Directions
• 1. Please transcribe the stretch of the gesture recognition paper notes from "This paper presents" through "can be modeled.".
• 2. Go on with the gesture recognition paper notes from the point where they stop.

Text excerpt
------------------------------------------------------------------------

I liked that hey have pointed out the correlation between the words and the accompanying gestures. I think such a system which uses context (derived from words) would be a state of art development in the field of gesture recognition. They results (Though I am not convinced about their approach) demonstrate that context can improve accuracy. However, I am not happy with their too simplistic approach as lot of ambiguity can be introduced in such a system because of 3D nature of the problem and recognition using angles in 2D plane. Considering simple weather example, this may work to some extent, but results show that there is not much to expect from such a system in more complex situation.

3D Object Modeling Using Spatial and Pictographic Gestures

This paper presents the merger of graphics and haptics to create objects in the augmented reality setup. The authors have given a brief introduction of the superquadrics (super ellipsoid) and how they are used to create various shapes in the graphics. In the paper they have used the hand gestures to map to certain operations like tapering, twisting, bending etc which are mapped to the graphic object using various functional mappings. Using the Self organizing maps, the system allows the users to specify their own gestures for each operation. In the example, the creation of primitive shapes is the first step. The primitive shapes are then used to build up the complex shapes like the teapot and the vase.The system was also tested to see if the non existing objects can be created from hand and how precisely the real objects can be modeled.

The system consists of two cybergloves , aPolhemus tracker and a large 200 inches projection screen where the objects are projected. Using the special LCD shutter eye glasses, user can see the objects and manipulate with them using his hands and pre-specified gestures.


Discussion:

I am not sure how easy or difficult is it to manipulate with the objects in the augmented reality.I believe if there would have been some haptic feedback, it would have been more natural.However, I liked the paper because it was different and had very practical application. Such a system can also be used by multi-user design team to create designs in the virtual world by interacting with the object together.

Device Independence and Extensibility in Gesture Recognition

In this paper a multi-layer recognizer is presented which is claimed to be device independent recognition system that can work with different gloves. The data from the gloves is converted into the posture(like is bend, is open ), temporal (Changes in the shape of the posture over time),gestural predicates(Motion of the postures). The predicates basically contain the information about the states of the fingers . Thus a 32 dimensional boolean vector is obtained through a feed forward neural network which is used to match with the Template.The template matcher works by computing the Euclidean distance between the observed predicate vector and every known template. The template that is found to be the shortest distance from the observed predicate vector is selected as the gesture with certain confidence value. Confidence values are basically weights which are used to weigh certain predicate so that the information from all predicates is equally utilized (as some predicates may give less information while others may give more).

They have tested their system on ASL (excluding letter J and Z) and have reported the accuracy in high 50's and mid Sixties by varying the sensors availabe in 22 sensor Cyber glove. They also reported that there was increase in accuracy when bigram context model was added to the recognition.

------------------------------------------------------------------------

Information given
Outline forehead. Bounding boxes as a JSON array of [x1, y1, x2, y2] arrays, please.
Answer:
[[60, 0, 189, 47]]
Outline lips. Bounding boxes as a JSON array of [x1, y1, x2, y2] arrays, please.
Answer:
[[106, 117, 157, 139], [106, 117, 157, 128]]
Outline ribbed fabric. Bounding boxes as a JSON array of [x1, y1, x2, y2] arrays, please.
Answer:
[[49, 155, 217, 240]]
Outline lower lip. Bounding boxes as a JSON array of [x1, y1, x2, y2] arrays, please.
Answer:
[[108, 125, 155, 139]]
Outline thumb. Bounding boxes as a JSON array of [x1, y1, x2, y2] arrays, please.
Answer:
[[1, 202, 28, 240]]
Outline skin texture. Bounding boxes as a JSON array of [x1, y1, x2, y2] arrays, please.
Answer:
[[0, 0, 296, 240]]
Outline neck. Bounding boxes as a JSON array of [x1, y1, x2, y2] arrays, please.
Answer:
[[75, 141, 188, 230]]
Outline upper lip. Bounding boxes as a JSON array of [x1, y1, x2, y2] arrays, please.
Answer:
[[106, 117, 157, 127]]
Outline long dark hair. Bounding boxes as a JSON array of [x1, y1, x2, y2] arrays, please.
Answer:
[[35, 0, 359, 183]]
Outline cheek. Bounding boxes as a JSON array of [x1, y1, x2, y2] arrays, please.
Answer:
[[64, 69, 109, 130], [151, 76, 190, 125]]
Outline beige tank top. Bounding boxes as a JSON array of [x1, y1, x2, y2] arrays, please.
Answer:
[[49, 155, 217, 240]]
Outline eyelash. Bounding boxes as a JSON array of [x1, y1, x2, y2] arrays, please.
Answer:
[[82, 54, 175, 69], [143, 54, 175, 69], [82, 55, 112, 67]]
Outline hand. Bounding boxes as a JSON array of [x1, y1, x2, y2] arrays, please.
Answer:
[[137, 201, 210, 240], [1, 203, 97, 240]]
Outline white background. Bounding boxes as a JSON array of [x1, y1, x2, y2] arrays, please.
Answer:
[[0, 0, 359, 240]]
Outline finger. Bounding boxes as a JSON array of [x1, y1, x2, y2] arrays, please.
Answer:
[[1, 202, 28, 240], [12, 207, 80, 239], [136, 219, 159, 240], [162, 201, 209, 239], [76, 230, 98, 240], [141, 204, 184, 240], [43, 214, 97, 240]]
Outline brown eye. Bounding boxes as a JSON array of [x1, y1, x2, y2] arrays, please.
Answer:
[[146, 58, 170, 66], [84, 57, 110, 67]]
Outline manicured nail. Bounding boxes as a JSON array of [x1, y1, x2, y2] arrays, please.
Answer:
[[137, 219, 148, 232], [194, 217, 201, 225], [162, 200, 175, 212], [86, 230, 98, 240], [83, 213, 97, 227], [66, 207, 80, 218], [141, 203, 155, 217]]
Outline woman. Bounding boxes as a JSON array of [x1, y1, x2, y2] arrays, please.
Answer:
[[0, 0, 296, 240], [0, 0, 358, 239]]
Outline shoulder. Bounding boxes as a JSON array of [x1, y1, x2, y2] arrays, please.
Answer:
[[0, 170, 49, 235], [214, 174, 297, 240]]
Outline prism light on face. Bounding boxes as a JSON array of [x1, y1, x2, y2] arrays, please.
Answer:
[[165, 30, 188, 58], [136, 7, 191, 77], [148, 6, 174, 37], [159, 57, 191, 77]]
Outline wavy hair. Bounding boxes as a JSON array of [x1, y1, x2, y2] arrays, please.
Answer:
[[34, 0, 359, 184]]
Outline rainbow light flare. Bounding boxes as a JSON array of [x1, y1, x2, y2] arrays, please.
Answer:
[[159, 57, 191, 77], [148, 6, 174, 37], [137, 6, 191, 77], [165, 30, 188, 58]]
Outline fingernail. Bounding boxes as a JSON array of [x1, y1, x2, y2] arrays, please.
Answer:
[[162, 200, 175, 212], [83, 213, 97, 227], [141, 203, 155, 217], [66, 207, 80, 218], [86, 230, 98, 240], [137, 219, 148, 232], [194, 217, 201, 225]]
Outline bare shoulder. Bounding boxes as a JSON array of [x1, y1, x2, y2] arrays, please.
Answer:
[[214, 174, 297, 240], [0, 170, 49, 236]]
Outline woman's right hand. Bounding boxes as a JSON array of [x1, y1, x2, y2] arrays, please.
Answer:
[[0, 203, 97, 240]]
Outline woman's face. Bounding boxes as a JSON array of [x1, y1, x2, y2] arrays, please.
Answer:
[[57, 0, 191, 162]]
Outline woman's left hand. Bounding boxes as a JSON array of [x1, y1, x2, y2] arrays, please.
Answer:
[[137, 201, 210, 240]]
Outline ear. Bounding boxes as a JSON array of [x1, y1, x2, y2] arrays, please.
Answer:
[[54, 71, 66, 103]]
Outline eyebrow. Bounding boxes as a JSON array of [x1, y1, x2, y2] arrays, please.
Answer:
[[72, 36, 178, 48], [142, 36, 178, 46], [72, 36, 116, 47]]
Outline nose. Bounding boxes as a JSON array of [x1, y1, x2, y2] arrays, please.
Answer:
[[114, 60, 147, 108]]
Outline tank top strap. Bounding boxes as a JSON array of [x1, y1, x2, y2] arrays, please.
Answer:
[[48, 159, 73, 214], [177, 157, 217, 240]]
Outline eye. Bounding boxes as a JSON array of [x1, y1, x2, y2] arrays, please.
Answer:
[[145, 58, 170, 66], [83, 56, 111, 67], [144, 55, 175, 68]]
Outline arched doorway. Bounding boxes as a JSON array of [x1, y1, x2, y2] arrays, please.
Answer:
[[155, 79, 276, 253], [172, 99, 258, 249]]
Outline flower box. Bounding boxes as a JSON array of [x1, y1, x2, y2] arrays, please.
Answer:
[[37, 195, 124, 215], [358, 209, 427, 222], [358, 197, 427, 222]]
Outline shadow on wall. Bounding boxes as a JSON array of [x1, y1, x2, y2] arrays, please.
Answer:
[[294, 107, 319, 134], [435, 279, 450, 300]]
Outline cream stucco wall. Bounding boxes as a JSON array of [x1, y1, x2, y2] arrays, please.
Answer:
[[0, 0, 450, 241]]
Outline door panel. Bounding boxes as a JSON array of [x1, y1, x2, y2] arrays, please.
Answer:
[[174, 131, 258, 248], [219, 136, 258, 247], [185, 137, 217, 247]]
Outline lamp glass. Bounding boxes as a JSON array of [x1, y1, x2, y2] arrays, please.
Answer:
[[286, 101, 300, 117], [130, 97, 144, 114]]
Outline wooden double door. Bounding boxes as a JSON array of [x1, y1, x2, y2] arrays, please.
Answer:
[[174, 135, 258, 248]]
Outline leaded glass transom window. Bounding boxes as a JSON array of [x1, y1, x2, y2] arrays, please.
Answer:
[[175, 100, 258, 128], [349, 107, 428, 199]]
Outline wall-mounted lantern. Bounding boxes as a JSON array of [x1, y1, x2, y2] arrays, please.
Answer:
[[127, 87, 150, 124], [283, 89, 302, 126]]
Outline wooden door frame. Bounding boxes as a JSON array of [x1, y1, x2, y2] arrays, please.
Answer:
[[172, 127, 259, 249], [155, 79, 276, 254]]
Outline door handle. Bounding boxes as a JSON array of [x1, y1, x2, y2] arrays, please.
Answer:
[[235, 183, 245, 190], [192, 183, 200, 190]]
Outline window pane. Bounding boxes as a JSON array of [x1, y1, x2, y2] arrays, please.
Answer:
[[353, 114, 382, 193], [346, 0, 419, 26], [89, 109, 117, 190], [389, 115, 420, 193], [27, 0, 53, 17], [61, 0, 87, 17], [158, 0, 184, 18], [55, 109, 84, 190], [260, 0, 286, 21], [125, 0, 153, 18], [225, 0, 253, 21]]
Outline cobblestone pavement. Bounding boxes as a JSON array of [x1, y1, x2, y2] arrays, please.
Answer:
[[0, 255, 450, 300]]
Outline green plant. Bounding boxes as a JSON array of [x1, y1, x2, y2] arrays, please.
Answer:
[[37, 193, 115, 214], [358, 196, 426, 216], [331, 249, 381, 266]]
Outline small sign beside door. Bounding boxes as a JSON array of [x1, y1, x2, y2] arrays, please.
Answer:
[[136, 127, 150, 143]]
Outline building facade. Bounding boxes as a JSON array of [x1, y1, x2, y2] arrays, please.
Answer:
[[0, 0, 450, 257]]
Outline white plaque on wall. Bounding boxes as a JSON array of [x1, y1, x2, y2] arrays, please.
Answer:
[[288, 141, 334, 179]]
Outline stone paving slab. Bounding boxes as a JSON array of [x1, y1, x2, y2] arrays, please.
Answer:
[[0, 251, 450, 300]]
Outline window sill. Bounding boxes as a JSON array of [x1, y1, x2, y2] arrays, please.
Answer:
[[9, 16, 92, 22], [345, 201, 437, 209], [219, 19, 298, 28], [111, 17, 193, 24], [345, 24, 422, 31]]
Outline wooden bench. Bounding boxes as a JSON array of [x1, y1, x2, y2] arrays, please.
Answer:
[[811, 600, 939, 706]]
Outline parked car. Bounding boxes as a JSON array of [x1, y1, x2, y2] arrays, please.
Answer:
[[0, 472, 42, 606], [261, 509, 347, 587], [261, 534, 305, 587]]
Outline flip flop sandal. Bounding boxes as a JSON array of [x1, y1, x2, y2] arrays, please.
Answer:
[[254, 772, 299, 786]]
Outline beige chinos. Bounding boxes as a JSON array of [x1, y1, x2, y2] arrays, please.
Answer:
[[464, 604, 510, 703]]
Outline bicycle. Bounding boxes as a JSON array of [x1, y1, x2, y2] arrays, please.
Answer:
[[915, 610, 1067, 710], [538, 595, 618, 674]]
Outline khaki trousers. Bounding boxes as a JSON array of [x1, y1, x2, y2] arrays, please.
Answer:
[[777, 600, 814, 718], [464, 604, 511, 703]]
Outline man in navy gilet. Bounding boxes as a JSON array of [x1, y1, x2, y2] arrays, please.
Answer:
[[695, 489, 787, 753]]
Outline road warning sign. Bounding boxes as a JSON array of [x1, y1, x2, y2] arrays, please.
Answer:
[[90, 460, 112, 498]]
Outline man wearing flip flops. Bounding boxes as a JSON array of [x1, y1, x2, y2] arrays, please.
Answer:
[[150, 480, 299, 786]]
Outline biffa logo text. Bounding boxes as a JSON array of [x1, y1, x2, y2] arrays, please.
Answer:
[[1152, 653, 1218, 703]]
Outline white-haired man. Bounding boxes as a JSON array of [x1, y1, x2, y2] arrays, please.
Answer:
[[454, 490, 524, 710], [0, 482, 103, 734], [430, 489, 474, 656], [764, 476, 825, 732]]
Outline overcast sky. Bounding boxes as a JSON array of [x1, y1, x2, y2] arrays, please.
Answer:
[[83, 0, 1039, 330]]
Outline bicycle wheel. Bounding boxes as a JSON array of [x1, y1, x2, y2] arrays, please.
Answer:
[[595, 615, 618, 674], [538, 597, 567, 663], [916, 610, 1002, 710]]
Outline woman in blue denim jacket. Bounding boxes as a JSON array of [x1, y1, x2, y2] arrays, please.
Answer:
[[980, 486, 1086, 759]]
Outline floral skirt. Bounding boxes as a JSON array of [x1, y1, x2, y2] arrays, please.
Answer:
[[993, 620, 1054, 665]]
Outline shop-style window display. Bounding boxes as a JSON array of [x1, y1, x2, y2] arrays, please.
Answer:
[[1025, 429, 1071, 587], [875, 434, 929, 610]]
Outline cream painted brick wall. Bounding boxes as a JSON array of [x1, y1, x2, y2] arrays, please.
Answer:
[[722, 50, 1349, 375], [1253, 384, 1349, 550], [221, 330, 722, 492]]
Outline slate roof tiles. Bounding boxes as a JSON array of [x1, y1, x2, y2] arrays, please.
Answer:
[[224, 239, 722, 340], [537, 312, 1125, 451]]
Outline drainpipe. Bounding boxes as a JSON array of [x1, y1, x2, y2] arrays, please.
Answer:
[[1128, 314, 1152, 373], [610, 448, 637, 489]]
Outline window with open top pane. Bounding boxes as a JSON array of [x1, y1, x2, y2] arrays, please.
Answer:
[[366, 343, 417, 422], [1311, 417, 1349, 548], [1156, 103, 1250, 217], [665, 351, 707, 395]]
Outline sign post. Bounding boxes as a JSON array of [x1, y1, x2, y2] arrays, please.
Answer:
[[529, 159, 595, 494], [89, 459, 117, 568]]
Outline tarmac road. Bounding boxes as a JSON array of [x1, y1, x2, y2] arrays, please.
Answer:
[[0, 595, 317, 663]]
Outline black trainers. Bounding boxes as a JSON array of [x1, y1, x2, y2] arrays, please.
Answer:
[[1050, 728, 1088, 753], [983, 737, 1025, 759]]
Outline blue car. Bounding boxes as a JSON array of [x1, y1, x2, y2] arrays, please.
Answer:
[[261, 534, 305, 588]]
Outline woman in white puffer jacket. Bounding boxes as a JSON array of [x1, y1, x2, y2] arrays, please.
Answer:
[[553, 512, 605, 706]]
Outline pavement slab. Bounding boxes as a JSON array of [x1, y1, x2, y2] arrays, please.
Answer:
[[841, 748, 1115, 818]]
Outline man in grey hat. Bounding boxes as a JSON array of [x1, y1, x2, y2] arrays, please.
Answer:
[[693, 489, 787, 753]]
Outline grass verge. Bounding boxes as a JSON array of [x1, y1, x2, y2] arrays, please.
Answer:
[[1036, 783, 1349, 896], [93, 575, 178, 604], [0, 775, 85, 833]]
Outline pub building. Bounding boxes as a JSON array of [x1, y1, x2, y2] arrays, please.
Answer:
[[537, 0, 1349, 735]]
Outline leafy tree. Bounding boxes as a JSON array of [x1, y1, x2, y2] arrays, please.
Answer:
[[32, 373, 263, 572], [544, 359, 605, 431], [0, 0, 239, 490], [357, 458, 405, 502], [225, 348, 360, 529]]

------------------------------------------------------------------------

Answers to each task
• 1.
This paper presents the merger of graphics and haptics to create objects in the augmented reality setup. The authors have given a brief introduction of the superquadrics (super ellipsoid) and how they are used to create various shapes in the graphics. In the paper they have used the hand gestures to map to certain operations like tapering, twisting, bending etc which are mapped to the graphic object using various functional mappings. Using the Self organizing maps, the system allows the users to specify their own gestures for each operation. In the example, the creation of primitive shapes is the first step. The primitive shapes are then used to build up the complex shapes like the teapot and the vase.The system was also tested to see if the non existing objects can be created from hand and how precisely the real objects can be modeled.

• 2.
Discussion:

There is nothing great in the paper. using the predicates is an easy way but there is always scalability issue when users change. This method will not be suitable for multi-user environment. Even a single user would not be able to make this system to get higher accuracy because of intrinsic variability in the human gestures. That is why accuracy is very less. Also, using the less sensor data from similar glove does not make glove a different glove. As I understand different glove means altogether different sensors and architecture. I do not agree with their claim of device indpendence as they have projected in the paper.

Wednesday, April 16, 2008

Discourse Topic and Gestual form

In the paper authors have tried to find out the extent to which the gestures made are dependent on the topic (i.e. are speaker independent) and to what extent the gestures made are dependent upon the user. The presented frame work is a Bayesian framework which utilizes the unsupervised technique for quantifying the above mentioned extent. They have used vision based approach for the same.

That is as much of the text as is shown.